**Problems to work on**
- 1) In the ZX-6R history, to what capacity did Kawasaki increase the traditional 600 cc motor for the late 2002 models?
- 2) Carry on the ZX-6R history from the point where it stops.

**Selected excerpt**
****************************************

Kawasaki introduced the ZX-6R in 1995 with very similar looks and features like the 1994 introduced ZX-9R, including the ram-air intake that had been developed by Kawasaki since the 1990 ZX-11 (ZZ-R1100). The first ZX-6R had a dry weight of 401.2 lb (182.0 kg), wet weight of 454 lb (206 kg), and was capable of accelerating 0 to 60 mph (0 to 97 km/h) in 3.6 seconds.
There was a major revamp of the ZX-6R in 1998 with the Launch of the G series. The G series saw no increase in displacement but power went from 100 BHP to 108 BHP thanks to the newly designed airbox. The fairing was revamped, but it retained a similar design for the headlight, air intakes and windscreen. In 2000, the first J series replaced the G, increasing power to 112 BHP by increasing the compression ratio from 11.8:1 to 12.8:1. The J series sported a couple of modernisations including a 180 section rear tire, second headlight, uprated generator and stick coils (coil on plug) replacing the traditional coil with HT lead.
With strong competition from Honda's CBR600F4i, Suzuki's GSX-R600, and Yamaha's YZF-R6, Kawasaki decided on an unusual move for the late 2002 models. They increased the capacity of the traditional 600 cc (37 cu in) motor to 636 cubic centimetres (38.8 cu in) with the ZX-6R A1P. This version used the J series bodywork with the only notable differences being the "636" stickers on the fairing. For riders who needed bikes for displacement-restricted racing, Kawasaki also made available a limited production 599 cc (36.6 cu in) version, the Ninja ZX-6RR, but the 636 cc (38.8 cu in) ZX-6R would be their main mass production middleweight sport bike.
In 2003, there were a number of changes to the ZX-6R, or ZX636 as it is often referred. The engine was fuel injected and engine speed was raised around 500 RPM which resulted in a slight gain in power. Radial-mounted four-piston brakes replaced the previous six-piston brakes and the front forks were now inverted. Chassis improvements resulted in higher rigidity and less weight. An all digital instrument panel was also introduced and a larger ram-air intake inlet moved to the center over the headlight, running through the headstock. The bike, designation B1H, carried over to the 2004 model year with just color scheme changes. The ZX-6RR won the Supersport category award for Masterbike 2004 and placed third overall.

****************************************

**A series of records**
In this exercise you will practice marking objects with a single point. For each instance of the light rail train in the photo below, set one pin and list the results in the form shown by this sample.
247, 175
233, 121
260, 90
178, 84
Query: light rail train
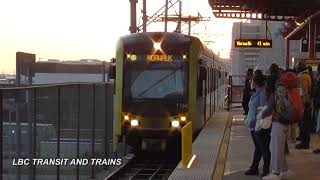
163, 81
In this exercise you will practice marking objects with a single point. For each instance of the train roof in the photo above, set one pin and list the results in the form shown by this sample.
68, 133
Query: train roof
171, 37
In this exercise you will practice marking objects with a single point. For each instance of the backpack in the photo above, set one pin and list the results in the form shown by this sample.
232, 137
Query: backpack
289, 108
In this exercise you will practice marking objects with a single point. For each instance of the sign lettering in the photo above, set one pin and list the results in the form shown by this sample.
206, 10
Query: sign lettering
253, 43
159, 57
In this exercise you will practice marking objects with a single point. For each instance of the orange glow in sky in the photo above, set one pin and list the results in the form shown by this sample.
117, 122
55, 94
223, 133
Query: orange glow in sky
83, 29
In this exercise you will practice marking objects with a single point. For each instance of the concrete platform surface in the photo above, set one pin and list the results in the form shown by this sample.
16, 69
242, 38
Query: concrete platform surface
303, 163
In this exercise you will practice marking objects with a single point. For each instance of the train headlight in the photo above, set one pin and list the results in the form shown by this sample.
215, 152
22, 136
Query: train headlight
175, 123
134, 122
126, 117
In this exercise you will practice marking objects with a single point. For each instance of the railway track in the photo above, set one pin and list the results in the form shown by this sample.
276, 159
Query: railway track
146, 166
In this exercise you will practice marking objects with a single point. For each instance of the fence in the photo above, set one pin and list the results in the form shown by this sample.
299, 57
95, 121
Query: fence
63, 121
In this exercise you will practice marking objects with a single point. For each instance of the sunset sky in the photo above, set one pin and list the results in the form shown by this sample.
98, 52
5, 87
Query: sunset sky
86, 29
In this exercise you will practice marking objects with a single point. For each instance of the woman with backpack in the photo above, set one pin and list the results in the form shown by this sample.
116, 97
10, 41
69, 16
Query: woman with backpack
288, 109
261, 139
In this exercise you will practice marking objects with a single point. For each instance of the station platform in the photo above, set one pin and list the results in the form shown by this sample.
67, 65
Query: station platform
303, 163
224, 151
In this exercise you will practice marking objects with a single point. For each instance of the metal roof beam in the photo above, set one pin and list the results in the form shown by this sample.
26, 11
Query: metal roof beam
303, 25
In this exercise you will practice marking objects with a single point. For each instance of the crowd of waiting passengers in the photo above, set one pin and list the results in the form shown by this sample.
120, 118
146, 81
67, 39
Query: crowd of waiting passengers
281, 107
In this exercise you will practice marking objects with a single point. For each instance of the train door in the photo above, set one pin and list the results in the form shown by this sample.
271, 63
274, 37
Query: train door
201, 93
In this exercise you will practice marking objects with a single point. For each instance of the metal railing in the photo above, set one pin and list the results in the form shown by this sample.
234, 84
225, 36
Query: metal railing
62, 121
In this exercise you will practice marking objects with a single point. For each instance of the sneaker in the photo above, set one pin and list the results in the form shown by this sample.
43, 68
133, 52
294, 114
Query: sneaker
299, 138
302, 146
286, 174
316, 151
265, 173
272, 177
252, 171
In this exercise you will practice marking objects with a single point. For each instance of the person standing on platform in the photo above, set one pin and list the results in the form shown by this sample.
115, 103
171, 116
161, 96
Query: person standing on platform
305, 92
316, 102
313, 87
288, 109
247, 92
261, 139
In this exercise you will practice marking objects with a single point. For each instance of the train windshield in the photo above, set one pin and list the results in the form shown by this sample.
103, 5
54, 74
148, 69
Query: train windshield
156, 80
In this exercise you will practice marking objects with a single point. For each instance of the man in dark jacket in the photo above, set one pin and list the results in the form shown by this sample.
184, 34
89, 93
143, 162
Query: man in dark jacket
247, 92
305, 92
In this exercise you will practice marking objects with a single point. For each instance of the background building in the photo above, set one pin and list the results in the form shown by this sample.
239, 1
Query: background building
56, 71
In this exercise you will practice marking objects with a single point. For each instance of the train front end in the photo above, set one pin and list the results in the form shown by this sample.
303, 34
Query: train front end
155, 90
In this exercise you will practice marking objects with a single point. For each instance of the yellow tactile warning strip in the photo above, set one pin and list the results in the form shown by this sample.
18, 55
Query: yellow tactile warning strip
206, 148
219, 170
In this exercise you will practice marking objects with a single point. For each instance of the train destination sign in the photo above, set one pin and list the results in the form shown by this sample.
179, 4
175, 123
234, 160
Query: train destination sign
253, 43
159, 57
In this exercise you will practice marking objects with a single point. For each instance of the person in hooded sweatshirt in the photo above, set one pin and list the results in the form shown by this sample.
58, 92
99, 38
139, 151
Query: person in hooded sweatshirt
261, 139
288, 109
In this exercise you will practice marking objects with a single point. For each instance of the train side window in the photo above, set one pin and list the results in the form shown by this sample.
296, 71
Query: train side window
202, 76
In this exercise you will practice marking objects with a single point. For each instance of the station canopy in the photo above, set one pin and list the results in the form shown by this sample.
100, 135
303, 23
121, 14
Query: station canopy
297, 13
274, 10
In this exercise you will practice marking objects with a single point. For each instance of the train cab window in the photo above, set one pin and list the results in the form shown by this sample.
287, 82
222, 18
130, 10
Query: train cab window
112, 72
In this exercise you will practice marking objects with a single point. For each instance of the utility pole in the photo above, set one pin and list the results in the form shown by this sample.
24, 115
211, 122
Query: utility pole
166, 17
133, 16
189, 26
144, 17
180, 15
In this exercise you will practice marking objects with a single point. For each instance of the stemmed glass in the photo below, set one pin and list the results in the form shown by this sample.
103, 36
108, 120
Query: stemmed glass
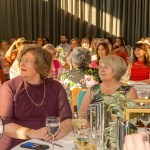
53, 125
145, 119
79, 121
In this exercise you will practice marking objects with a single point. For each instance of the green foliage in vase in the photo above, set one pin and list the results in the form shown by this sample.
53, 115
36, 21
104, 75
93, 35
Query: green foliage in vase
116, 103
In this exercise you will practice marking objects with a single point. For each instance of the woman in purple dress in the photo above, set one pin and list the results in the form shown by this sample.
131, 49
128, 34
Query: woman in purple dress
28, 99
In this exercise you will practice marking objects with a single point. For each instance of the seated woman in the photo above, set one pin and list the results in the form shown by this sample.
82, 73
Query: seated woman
101, 50
81, 75
28, 99
139, 68
55, 63
119, 48
111, 69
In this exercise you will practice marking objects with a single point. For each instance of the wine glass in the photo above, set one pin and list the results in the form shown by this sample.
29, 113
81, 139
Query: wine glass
79, 121
82, 139
145, 119
53, 125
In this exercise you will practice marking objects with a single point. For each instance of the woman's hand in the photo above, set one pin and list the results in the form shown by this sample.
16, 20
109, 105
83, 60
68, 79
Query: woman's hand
136, 142
41, 133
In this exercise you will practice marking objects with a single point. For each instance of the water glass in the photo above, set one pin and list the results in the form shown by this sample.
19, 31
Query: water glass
53, 125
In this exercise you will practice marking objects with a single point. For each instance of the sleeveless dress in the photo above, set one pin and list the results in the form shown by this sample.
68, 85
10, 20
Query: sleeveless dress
139, 71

****************************************

**Answer set**
- 1) 636 cubic centimetres (38.8 cu in)

- 2)
In 2005, Kawasaki again revamped the ZX-6R. Engine speed increased again by 1,000 RPM resulting in 113 hp (84 kW) at 12,250 RPM. The frame and swingarm were updated, but the main changes from its predecessor lay in the design. The aluminum frame was now painted flat black, fairings were more round, and integrated turn signals were used (euro model). The exhaust was now centrally under the seat (a configuration commonly referred to as an undertail exhaust). Most of these changes were mirrored in the 599 cc ZX-6RR. For the second year in a row, the ZX-6RR again won the Supersport category award for Masterbike 2005 and placed third overall. The bike carried over to the 2006 model year with minor suspension changes and new color schemes.
After four years of offering their 636 cc ZX-6R for street use and an entirely separate 599 cc ZX-6RR for displacement-restricted racing classes, Kawasaki offered only one ZX-6R for 2007, and it displaced 599 cc. Previous years of the ZX-6R's engines were all built from the same basic design, but the all-new engine for 2007 was redesigned from the crankcase up. In following with what their competitors had already been doing, Kawasaki's new engine featured a stacked gear arrangement in which the crankshaft, primary drive and countershaft are placed in a triangular format for a shorter, more compact powerplant. Now about 40 mm smaller in both length and width and it is said to yield greater cornering clearance. By using a former 125 cc Grand Prix racer as the ZX-6R's chief development rider, Tomomi Manako, Kawasaki claims a focus has been put on track usage. Frame, swingarm, suspension, brakes, and body were completely redesigned and the bike shares very few parts from the previous model. The ZX-6R was carried over to the 2008 model year with just color scheme changes.
For 2009, Kawasaki dramatically changed the appearance of the ZX-6R to match the more angular look of the ZX-10R. Kawasaki claims the new ZX-6R is 10 kg lighter than the previous model. The greatest changes for 2009 were the redesign of the exhaust, now carried low and not requiring the thick under-seat construction of 2008 and especially the introduction of the Showa Big Piston Fork (BPF) suspension for a more progressive brake-dive. The 2010 ZX-6R is changing once more with an improved engine and slipper clutch. The exhaust pre-chamber has more space and also limits exhaust noise giving the rider a smoother ride. New double bore intake funnels features two available heights which gives performance upgrades in both high and low engine speeds. The front seat is now lower.
For 2013, Kawasaki reintroduced the ZX-6R 636, while still continuing to sell the regular, 599 cc 2009-2012 ZX-6R at a lower price.
The 2013 ZX-6R 636 is a brand new bike. Engine displacement has again been increased to 636 cc, with two fuel maps available to choose via a switch on the handlebars. The new version has increased torque and horsepower, and the increased performance is apparent at lower RPM. While the tail is to the one in the 2009-2012 model, it features new front and side fairings, new dash, new frame, new Showa BPF-SFF front suspension, Kawasaki Traction Control (KTRC) with three modes (sport, city and rain) as standard equipment, and Kawasaki Intelligent anti-lock Brake System (KIBS) available as option.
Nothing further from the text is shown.